→ Task description
Please print exactly the lines running from the one that contains "Where can you find the distant mountain" to the end of the data, with both lines included.

Top of Material shown

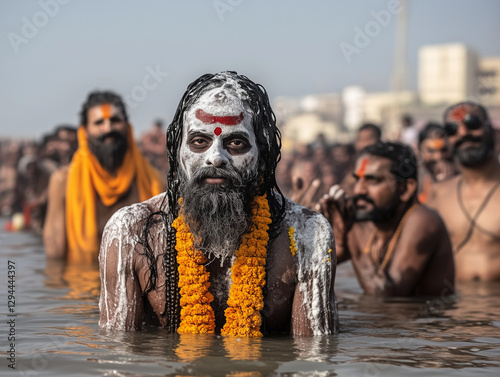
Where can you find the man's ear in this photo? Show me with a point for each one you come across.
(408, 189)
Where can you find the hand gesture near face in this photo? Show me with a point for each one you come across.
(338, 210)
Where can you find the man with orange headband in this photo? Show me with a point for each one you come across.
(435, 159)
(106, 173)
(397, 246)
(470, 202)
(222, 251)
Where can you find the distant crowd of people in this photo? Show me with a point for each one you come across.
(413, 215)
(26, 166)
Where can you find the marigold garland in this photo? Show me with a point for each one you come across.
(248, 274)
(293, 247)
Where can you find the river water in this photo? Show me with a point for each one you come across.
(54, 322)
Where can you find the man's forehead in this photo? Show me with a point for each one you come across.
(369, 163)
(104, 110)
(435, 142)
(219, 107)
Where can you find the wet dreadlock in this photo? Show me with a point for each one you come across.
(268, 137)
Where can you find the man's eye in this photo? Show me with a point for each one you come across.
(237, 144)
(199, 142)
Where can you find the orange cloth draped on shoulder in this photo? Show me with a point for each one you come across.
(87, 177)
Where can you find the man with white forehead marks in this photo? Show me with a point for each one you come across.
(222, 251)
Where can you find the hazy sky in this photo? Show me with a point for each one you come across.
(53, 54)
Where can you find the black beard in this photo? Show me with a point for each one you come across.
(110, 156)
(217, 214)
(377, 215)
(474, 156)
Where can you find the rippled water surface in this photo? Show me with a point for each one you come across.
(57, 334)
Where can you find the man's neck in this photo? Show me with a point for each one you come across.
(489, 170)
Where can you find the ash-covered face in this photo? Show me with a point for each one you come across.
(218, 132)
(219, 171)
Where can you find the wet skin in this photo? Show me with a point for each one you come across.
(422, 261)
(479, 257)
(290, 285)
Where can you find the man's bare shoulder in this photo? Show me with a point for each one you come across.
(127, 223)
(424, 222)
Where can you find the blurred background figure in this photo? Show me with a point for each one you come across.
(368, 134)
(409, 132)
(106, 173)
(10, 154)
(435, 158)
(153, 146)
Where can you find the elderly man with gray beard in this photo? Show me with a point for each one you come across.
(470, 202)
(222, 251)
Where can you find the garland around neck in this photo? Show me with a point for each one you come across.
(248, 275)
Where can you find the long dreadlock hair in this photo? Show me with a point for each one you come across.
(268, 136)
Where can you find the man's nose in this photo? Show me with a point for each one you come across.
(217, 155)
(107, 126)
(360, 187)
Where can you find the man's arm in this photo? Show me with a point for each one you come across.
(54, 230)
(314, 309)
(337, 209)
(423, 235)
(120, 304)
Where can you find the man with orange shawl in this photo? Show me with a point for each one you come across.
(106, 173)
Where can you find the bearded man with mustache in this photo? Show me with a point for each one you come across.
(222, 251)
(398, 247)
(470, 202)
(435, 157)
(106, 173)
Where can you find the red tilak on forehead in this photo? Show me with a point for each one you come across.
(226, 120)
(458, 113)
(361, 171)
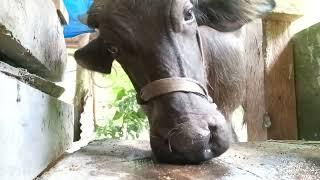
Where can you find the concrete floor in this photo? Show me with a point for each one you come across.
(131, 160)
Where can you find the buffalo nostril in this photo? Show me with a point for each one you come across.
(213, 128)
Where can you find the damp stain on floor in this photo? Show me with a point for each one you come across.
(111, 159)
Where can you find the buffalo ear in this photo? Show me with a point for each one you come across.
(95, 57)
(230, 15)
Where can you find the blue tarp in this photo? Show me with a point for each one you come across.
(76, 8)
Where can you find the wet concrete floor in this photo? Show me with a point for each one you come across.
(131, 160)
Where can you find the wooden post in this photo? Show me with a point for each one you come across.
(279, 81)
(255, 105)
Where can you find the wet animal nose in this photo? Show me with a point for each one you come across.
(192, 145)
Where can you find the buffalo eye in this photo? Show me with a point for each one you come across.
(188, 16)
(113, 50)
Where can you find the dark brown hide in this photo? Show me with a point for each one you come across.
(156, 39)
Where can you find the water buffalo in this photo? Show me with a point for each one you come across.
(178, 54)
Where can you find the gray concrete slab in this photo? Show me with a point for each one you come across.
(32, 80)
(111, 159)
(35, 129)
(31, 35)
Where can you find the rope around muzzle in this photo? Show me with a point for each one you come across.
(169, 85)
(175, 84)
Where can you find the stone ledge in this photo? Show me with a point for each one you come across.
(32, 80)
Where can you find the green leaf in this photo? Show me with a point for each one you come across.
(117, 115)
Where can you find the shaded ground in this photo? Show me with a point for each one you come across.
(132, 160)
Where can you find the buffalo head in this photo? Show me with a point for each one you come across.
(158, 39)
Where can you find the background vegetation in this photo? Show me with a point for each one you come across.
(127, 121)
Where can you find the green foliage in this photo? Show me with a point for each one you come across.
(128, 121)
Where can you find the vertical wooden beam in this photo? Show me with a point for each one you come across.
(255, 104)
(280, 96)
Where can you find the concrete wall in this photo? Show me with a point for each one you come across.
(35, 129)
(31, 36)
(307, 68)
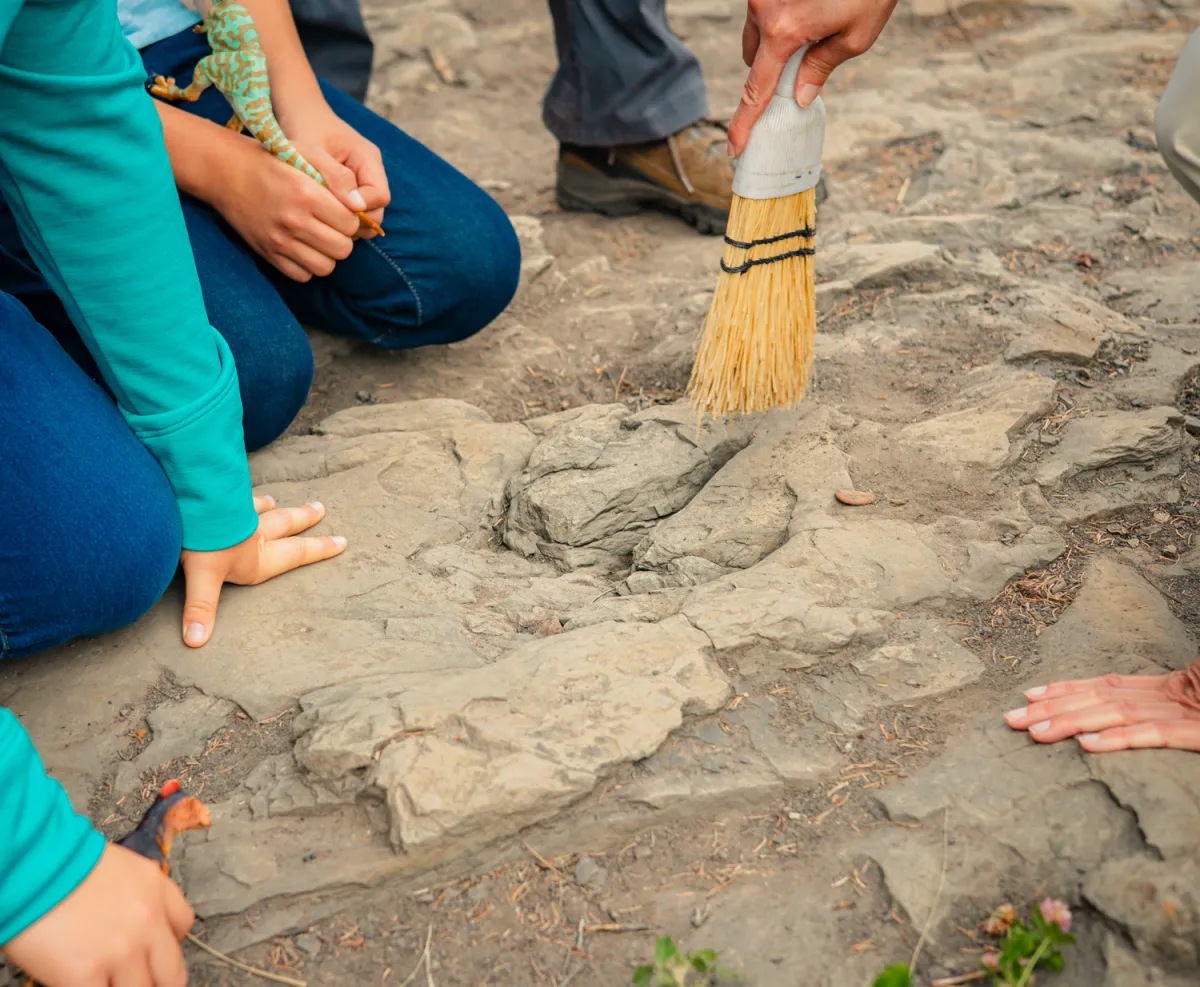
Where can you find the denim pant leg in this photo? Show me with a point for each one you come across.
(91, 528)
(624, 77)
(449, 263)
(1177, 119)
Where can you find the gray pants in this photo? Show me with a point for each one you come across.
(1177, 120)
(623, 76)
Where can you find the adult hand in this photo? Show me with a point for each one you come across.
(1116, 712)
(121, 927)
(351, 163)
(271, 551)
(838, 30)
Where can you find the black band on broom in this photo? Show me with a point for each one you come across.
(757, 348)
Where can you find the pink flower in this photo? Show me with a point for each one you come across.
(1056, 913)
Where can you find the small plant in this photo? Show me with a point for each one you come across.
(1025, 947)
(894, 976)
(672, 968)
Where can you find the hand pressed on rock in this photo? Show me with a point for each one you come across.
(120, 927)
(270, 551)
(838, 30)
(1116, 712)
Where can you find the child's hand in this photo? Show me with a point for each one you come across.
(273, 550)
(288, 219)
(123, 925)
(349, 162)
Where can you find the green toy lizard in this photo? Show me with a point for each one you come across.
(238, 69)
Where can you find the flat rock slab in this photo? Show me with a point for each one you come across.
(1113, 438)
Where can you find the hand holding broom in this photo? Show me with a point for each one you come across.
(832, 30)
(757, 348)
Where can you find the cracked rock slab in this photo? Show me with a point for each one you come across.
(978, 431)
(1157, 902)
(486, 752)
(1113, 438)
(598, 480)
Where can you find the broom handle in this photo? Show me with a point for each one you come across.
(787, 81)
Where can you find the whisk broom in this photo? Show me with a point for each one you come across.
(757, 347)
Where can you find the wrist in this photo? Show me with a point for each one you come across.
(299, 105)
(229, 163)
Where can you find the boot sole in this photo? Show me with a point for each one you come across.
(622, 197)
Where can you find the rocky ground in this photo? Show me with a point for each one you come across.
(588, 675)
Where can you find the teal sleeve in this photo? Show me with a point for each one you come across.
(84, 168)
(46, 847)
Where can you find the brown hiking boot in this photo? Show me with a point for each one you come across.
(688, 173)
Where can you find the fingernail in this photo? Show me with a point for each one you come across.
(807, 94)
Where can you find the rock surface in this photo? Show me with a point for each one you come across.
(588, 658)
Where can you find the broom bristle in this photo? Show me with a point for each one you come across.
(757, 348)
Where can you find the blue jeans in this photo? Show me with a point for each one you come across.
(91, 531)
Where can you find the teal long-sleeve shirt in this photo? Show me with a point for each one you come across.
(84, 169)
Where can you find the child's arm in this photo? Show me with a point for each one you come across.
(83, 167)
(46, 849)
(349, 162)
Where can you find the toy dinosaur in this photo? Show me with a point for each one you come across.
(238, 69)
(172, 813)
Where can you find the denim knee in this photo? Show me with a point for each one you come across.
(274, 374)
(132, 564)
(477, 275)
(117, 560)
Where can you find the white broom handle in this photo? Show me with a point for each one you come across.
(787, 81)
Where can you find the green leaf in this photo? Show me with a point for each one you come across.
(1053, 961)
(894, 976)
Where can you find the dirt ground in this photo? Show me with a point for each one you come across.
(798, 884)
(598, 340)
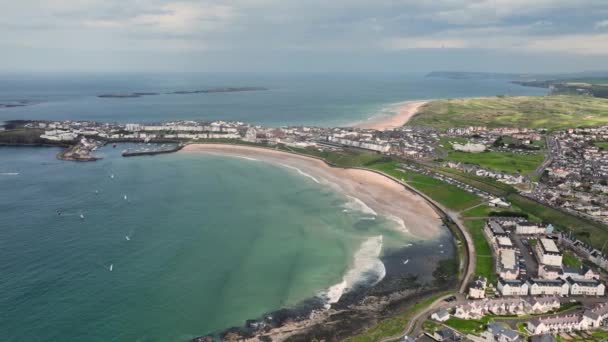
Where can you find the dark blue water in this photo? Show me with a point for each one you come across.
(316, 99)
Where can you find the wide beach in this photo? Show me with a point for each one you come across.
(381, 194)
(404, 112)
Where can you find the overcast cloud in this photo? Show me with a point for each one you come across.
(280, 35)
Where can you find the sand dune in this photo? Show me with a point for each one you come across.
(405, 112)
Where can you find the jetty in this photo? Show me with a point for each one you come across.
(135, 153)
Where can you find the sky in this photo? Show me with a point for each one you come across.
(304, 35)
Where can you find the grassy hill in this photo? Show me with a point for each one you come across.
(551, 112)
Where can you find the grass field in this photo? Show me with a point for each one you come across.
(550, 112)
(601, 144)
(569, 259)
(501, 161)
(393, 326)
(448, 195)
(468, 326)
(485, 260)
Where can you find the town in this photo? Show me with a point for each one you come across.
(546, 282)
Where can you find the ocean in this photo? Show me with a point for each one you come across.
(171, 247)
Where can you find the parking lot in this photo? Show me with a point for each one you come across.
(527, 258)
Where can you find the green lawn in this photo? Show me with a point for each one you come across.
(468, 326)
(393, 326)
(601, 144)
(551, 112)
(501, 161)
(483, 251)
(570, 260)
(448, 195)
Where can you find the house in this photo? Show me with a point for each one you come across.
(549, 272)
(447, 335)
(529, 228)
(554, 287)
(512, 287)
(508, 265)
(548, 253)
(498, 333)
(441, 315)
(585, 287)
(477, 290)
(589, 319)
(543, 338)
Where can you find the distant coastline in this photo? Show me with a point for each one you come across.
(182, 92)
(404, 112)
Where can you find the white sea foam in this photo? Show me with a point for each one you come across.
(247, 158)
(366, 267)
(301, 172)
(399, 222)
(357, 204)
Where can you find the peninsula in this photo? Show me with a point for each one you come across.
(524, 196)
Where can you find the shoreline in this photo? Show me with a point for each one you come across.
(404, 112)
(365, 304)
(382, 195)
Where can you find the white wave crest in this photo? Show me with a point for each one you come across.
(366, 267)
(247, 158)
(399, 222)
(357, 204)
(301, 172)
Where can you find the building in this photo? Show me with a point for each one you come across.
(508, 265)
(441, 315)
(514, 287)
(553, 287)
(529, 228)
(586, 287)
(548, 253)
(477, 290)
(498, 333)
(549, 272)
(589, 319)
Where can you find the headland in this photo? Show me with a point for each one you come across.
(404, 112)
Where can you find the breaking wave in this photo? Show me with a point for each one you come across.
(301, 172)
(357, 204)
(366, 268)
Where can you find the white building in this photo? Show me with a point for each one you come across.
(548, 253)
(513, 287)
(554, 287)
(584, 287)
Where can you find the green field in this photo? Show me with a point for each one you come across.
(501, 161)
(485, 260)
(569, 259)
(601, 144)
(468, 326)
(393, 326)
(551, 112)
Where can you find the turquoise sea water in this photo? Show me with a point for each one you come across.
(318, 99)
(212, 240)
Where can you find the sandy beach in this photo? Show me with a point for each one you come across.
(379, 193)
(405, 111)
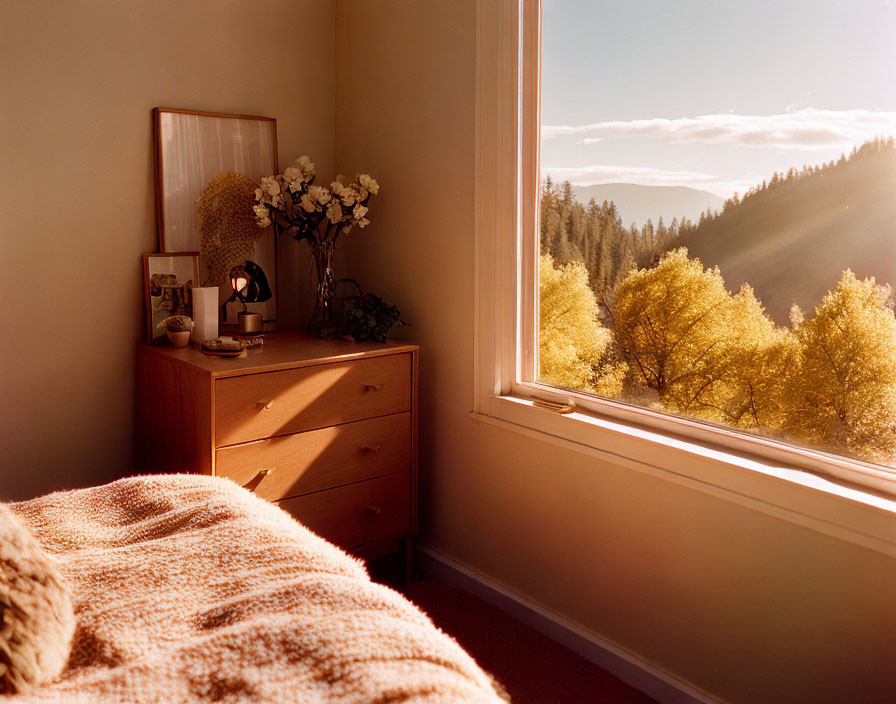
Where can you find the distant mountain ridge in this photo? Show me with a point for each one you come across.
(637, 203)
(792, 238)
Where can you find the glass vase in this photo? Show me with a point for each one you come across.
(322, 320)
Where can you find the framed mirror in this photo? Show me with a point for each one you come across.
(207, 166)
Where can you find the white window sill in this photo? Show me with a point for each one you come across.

Bottom of Material shown

→ Answer section
Where can you find the distant mountain ridge in this photo? Show me with a point for each one you come across.
(637, 203)
(792, 238)
Where can you find the glass vase in this photo? Show me with a point for each one you come across.
(322, 320)
Where can you find the framed mirror in this photo? Show me with a point for each one you come across.
(207, 166)
Where can you find the white window sill in this photo? Show me with a point for each one you come across.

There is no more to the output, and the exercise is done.